PROBLEM: Reproduce the records from their start up to and including the line containing "[(359, 598)]", substituting "stone pathway" for "paved walkway" and leaving all other text unchanged.

-.-.-

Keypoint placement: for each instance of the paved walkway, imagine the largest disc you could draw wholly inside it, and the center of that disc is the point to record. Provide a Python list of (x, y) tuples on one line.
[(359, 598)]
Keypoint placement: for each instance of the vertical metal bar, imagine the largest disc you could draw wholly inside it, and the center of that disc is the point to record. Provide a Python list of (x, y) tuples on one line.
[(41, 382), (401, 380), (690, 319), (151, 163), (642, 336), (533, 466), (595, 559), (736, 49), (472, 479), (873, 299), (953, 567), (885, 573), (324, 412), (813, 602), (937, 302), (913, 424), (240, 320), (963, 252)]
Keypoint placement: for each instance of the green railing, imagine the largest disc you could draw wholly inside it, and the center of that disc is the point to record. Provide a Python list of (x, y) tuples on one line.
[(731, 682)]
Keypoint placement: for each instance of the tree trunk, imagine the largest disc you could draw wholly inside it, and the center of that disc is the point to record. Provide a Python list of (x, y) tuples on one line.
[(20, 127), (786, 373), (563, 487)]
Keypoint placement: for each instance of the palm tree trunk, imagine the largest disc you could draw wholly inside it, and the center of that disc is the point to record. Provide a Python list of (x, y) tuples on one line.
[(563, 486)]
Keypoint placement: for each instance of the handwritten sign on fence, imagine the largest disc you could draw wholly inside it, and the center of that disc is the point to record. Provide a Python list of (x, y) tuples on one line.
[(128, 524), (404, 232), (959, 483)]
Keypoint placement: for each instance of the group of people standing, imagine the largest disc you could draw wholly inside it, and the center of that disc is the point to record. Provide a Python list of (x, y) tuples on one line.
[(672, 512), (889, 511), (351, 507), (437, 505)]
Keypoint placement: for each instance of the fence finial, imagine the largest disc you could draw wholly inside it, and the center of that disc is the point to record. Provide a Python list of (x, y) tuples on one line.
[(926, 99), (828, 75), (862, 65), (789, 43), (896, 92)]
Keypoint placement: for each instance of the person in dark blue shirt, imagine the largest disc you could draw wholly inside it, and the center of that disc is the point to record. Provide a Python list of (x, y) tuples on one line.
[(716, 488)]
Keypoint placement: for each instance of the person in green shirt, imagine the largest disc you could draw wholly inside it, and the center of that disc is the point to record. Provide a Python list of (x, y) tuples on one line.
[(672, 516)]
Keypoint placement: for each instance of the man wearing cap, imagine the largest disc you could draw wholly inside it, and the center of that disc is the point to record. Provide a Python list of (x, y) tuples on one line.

-.-.-

TASK RESULT:
Keypoint placement: for each instance of the stone pathway, imagine the largest disc you could draw wholly inside it, and the center of that disc is the point to record. Provide a Python list of (x, y) tuples on one line.
[(359, 598)]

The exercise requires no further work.